# Text under study
————
Martell1977 :
ubercake :
Not sure about Nvidia buying a major CPU producer, but I do know AMD initially turned ATI to garbage. Until that time, I bought nothing but ATI cards. You couldn't beat the value/performance.
Going as far back as at least the Radeon 5xxx series (when I stopped using AMD cards) until a few years ago there's well-documented evidence everywhere regarding AMD hardware/driver issues; not even an argument. There is no Lala-land where people do not know about this fact. This is not blown out of proportion. Or maybe you were just the one lucky guy with the perfect omnipotent PC configuration with an AMD video card during that period?
I haven't had an issue with Nvidia cards and I've been using them since the 5xx series. If Nvidia cards or drivers start giving me problems, I may look at AMD again, or I may consider Intel when it comes time. Until now, I've learned to trust that Nvidia cards save me a lot of time and keep me from unnecessary headaches..
You've been lucky then, I bought my laptop with a 1060 3gb in it on Black Friday 2016 and it's been a headache ever since. There was about 6 months I didn't update the video driver because of installation issues.
My desktop now runs a AMD R9 390, before that crossfire 6870's and a single one before that. I've been using ATI and AMD cards for quite a while and while the drivers have not been perfect, neither has nVidia's. At one point I had intended to buy an nVidia card, but a driver update cooked my cousin's GPU and so AMD seemed the better purchase.
I've yet to have an issue with my Radeon cards, now if I could just get this 1060 to update with having to use DDU every other update...
Will be interesting to see what Intel comes up with, but as someone else mentioned, it will likely be heavily based off reverse engineered Vega. They might throw in some nVidia tweaks for efficiency and call it their own.
My first and last gaming laptop was an Asus with a Radeon 7870m. It was supposed to be the best at the time and it sucked. I gave up on laptop graphics at that point. They simply do not compare to the desktop by any stretch. Asus put a proprietary version of the 7870m in the laptop and quit releasing drivers for it within a year.
I can't say I've had personal experience with anything but 580s, 680s, 780s, and 980s in SLI. Never had issues after they'd get release-day issues ironed out from an SLI standpoint. Usually within a week with most titles any SLI issues were sorted out. Worst-case scenario was the games ran at the fps of a single card until the drivers were updated.
————
# Source information

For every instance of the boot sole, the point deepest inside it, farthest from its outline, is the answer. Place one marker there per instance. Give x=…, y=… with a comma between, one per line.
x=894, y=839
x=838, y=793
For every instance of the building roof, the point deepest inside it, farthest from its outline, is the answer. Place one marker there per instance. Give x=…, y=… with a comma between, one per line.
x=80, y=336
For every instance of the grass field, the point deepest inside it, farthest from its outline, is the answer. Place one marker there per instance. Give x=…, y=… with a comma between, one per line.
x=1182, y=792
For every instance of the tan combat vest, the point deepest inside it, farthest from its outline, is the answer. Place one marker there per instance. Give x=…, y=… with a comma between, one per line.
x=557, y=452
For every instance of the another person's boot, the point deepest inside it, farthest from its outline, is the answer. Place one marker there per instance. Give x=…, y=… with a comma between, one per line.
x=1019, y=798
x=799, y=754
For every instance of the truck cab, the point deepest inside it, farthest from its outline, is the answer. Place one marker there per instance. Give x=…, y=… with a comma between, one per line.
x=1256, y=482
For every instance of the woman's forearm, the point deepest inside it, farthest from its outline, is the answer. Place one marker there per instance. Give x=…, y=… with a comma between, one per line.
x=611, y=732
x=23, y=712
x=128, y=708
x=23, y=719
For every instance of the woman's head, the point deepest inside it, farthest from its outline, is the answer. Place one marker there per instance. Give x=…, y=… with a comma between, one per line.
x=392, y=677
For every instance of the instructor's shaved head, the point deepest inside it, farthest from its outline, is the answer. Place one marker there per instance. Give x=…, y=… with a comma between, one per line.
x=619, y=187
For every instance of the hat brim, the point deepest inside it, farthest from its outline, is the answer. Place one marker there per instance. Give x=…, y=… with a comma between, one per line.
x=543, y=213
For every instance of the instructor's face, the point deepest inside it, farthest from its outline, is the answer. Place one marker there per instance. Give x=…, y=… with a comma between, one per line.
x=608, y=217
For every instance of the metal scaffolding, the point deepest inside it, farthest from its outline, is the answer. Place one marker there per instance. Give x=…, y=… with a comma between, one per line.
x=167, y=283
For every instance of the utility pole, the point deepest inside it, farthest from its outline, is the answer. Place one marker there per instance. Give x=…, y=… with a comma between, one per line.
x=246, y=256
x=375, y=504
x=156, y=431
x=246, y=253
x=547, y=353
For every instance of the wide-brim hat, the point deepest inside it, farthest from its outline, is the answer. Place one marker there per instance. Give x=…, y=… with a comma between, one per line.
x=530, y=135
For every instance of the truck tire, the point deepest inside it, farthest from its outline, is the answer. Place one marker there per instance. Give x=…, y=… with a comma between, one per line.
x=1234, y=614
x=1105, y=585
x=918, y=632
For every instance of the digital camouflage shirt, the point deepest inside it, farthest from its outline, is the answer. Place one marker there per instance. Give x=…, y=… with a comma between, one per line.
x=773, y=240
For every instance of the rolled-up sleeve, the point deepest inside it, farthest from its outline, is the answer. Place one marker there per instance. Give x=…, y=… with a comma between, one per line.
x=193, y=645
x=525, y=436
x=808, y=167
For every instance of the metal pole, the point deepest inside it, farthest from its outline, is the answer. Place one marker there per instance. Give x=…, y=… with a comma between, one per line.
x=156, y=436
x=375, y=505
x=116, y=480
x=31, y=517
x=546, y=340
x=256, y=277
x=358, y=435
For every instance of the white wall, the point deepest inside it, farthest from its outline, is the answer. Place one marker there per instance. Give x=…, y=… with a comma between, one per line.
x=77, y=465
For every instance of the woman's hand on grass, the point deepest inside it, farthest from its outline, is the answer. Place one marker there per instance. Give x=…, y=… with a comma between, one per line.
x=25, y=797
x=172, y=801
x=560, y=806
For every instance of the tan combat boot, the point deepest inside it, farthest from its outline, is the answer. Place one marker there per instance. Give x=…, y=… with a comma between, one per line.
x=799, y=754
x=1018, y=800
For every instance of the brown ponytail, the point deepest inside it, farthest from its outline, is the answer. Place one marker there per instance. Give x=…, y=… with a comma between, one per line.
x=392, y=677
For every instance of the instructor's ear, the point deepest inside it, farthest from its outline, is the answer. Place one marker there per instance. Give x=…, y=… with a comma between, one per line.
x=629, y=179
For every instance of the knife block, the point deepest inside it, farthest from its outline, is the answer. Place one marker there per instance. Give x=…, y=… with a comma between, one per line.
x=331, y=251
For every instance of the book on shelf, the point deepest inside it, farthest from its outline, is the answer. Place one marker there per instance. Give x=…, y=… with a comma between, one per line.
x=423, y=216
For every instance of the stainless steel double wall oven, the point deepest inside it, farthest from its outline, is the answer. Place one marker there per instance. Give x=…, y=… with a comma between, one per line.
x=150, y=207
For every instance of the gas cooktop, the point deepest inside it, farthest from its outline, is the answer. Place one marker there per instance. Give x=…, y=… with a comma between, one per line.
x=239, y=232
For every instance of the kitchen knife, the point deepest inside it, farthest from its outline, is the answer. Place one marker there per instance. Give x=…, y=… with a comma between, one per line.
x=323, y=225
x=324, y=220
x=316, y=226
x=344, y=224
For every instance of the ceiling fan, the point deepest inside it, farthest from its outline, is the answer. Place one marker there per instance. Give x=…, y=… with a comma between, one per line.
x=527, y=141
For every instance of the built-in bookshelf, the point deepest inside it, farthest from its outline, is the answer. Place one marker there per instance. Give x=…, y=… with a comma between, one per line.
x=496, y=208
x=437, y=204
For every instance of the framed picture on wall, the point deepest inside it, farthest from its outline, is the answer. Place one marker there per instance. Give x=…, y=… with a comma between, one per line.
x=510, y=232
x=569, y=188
————
# Work request A
Restate word for word the stretch of the graphics card discussion from "Will be interesting" through "it their own.".
# Work request B
Answer these questions from the graphics card discussion:
(i) What graphics card was in the laptop bought on Black Friday 2016?
(ii) What card does the desktop described in the discussion now run?
(iii) What brand was the gaming laptop with the Radeon 7870m?
# Work request C
Decide whether each statement agrees with the graphics card discussion, and quote the words that settle it:
(i) One participant has used Nvidia cards since the 5xx series.
(ii) Asus kept releasing drivers for its version of the 7870m for several years.
(iii) In the SLI setups described, SLI issues with most titles were usually sorted out within a week.
Answer using only the graphics card discussion.

# Expected output A
Will be interesting to see what Intel comes up with, but as someone else mentioned, it will likely be heavily based off reverse engineered Vega. They might throw in some nVidia tweaks for efficiency and call it their own.

# Expected output B
(i) A 1060 3gb.
(ii) An AMD R9 390.
(iii) Asus.

# Expected output C
(i) Yes: "I've been using them since the 5xx series."
(ii) No: "quit releasing drivers for it within a year."
(iii) Yes: "Usually within a week with most titles any SLI issues were sorted out."